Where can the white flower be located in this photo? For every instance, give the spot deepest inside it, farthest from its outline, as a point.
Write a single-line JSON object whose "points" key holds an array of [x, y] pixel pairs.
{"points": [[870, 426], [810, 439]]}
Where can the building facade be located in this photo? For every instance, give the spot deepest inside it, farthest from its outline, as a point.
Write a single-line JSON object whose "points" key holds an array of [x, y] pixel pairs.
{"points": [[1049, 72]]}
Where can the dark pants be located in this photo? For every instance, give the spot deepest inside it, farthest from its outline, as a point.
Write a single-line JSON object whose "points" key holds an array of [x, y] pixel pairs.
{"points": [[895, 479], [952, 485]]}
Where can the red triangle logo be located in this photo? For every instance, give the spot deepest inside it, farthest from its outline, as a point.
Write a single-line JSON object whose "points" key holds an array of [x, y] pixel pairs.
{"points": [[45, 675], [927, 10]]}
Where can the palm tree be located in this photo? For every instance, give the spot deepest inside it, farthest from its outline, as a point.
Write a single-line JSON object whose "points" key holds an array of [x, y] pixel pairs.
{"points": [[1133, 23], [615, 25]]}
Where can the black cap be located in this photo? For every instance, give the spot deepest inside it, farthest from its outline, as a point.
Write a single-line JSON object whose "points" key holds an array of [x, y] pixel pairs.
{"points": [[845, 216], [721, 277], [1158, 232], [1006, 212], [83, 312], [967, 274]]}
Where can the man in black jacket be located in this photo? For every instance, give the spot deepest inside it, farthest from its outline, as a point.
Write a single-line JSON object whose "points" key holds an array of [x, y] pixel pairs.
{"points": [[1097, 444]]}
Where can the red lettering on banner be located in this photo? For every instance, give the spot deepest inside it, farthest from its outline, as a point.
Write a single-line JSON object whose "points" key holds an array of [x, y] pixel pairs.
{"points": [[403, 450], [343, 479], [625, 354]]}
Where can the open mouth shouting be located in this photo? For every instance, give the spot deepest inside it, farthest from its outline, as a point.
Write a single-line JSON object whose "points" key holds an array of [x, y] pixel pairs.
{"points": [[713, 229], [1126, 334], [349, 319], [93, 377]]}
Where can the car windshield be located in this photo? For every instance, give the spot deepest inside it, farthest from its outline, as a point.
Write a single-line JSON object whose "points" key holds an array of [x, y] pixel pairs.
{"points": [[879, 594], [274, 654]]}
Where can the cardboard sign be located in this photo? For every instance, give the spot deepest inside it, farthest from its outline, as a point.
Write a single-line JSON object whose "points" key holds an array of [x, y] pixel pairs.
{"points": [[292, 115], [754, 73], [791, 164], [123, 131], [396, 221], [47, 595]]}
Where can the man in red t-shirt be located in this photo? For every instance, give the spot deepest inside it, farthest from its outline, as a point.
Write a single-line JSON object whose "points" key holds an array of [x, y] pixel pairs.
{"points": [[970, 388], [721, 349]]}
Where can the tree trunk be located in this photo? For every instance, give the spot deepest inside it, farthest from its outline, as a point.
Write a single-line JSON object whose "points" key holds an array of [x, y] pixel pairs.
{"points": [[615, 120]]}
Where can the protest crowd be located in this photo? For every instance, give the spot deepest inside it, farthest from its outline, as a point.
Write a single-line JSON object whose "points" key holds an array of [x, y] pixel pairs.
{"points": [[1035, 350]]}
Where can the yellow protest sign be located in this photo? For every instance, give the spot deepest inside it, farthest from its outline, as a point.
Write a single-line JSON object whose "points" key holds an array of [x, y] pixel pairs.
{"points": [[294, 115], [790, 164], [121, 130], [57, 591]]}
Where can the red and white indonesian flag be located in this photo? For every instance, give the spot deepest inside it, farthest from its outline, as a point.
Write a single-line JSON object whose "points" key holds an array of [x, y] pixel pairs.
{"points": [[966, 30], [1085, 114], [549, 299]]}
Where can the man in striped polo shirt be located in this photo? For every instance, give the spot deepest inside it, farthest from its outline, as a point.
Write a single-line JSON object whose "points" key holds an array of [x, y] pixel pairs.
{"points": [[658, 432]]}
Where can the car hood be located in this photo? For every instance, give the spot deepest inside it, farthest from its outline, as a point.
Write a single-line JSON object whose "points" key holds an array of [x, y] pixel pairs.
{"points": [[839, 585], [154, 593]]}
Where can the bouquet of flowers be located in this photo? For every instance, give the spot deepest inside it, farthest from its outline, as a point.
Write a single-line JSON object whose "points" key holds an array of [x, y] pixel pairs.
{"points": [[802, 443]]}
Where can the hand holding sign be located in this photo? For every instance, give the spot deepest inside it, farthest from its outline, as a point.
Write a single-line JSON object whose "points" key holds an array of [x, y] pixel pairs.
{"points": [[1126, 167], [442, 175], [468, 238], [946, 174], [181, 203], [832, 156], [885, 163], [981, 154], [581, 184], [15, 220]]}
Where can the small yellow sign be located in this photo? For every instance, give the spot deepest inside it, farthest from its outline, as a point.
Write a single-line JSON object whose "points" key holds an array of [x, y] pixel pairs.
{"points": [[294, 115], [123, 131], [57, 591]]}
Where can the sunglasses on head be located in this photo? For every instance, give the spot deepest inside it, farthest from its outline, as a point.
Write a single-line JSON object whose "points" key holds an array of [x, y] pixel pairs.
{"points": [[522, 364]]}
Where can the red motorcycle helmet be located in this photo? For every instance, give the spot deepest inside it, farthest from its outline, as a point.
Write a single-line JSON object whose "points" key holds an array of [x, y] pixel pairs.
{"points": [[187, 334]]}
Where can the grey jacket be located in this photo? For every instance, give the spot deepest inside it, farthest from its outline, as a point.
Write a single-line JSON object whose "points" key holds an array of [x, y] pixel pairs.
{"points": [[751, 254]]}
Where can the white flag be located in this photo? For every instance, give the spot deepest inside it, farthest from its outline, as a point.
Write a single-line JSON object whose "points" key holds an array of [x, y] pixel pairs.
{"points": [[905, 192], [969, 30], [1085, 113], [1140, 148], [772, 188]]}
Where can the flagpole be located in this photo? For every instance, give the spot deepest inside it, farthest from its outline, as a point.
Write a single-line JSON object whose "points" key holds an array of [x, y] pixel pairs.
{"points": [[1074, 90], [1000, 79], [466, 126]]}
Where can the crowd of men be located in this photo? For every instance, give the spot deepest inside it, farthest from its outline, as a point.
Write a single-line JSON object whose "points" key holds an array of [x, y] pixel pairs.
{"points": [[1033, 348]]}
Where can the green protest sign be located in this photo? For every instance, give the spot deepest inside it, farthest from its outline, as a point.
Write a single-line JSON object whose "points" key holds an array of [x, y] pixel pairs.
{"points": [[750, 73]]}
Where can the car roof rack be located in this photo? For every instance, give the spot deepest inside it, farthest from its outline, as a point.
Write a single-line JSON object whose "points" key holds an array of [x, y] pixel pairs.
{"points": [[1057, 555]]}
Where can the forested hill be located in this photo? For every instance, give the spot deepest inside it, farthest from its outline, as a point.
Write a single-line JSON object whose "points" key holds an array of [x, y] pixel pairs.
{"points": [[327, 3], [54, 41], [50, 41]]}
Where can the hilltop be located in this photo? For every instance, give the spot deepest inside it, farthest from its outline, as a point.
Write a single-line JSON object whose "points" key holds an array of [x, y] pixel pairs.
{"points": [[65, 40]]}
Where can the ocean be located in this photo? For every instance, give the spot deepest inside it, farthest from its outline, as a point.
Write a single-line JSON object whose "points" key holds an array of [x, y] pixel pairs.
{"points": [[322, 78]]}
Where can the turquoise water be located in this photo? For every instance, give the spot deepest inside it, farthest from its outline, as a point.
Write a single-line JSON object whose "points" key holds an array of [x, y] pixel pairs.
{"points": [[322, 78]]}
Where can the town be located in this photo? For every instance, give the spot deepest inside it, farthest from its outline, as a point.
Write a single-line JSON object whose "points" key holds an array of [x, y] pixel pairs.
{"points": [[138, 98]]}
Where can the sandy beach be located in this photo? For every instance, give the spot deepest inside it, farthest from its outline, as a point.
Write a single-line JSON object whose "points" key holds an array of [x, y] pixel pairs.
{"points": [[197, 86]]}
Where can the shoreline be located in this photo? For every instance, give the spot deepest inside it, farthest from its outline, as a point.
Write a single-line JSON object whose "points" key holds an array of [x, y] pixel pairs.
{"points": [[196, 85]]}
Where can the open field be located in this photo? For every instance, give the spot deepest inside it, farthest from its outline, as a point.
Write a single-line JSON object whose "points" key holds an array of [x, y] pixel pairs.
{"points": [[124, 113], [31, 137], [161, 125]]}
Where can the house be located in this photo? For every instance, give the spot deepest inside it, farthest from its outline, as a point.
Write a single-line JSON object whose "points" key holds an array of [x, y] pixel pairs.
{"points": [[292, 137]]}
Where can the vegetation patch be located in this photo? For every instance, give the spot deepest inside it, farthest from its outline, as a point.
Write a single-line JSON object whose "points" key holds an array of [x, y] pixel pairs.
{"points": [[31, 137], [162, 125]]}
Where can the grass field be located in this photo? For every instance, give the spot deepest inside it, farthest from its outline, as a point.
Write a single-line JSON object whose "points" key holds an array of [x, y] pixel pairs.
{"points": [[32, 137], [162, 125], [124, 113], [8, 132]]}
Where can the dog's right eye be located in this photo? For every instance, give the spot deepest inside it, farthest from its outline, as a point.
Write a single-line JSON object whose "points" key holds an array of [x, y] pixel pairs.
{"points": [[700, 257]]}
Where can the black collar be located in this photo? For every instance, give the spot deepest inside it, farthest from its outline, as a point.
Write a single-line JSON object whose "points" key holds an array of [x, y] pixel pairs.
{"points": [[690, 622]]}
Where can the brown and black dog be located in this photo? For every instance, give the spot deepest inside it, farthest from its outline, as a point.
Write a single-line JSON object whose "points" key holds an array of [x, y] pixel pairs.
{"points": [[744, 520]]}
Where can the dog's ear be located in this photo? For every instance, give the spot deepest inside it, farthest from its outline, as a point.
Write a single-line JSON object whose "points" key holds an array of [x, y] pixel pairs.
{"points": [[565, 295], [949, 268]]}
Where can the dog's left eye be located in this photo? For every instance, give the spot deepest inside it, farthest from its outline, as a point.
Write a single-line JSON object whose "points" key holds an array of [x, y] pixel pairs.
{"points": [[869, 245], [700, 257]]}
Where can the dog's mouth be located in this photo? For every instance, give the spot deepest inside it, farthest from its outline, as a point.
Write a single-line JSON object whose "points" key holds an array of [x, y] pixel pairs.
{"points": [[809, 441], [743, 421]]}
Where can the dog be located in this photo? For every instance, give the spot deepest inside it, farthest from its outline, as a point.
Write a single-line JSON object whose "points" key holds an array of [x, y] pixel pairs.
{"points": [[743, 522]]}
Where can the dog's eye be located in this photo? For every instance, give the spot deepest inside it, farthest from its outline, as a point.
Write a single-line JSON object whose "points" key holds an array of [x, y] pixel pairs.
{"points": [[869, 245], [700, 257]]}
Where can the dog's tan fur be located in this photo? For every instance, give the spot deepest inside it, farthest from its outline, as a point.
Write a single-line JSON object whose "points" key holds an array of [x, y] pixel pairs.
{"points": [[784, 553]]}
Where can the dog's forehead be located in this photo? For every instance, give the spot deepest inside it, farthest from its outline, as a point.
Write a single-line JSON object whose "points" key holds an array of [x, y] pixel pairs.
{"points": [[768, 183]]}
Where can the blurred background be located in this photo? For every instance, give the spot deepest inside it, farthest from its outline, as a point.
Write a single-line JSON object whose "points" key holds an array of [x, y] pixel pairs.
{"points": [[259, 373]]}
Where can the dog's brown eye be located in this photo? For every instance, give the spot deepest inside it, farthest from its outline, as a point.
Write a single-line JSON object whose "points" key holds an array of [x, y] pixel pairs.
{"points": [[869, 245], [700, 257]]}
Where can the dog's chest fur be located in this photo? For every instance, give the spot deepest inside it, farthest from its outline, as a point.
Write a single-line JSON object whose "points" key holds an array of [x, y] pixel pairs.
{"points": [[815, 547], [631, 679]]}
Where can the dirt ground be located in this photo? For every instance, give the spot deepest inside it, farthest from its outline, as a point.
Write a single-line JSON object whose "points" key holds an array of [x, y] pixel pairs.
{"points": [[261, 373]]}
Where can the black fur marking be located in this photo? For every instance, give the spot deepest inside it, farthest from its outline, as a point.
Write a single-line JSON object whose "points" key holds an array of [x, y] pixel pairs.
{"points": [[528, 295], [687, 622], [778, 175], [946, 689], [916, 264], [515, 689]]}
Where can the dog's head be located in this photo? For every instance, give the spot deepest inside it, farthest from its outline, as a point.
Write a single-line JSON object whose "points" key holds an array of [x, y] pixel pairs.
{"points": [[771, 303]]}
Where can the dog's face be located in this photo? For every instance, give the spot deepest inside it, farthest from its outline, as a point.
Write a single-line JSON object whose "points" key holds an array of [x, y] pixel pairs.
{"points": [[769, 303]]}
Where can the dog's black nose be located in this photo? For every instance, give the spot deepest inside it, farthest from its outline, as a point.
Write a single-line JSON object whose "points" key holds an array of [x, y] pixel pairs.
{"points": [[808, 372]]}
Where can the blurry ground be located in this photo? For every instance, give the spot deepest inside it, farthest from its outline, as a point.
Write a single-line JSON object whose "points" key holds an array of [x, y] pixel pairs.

.....

Give back exactly the lines that run from the line with "Where can the dog's head" through the close of the material, counting both ends, and nothing more.

Where can the dog's head be located in this photo? For every instance, give the spot deepest inside it, farthest from its outline, as a point.
Write a single-line JSON object whose "points" key holds an array of [x, y] pixel pairs.
{"points": [[771, 303]]}
Where can the dog's face be located in this photo? For every instance, give the spot deepest inside it, farthest from its outline, as a point.
Write a single-line JSON object whose "points" key holds an array of [x, y] pixel pairs.
{"points": [[769, 303]]}
Where can the dog's black nose be located in this photo? For every instance, give the spot deepest inside it, farthest from its outline, as a point.
Write a single-line JSON object whose "points" key holds an array of [x, y] pixel pairs.
{"points": [[808, 372]]}
Where can the blurry ground be located in this photo? For every instance, give the spot deepest inside it, farthest from its outline, as a point.
Write a single-line JSON object whose "points" key holds an array of [x, y] pixel pairs.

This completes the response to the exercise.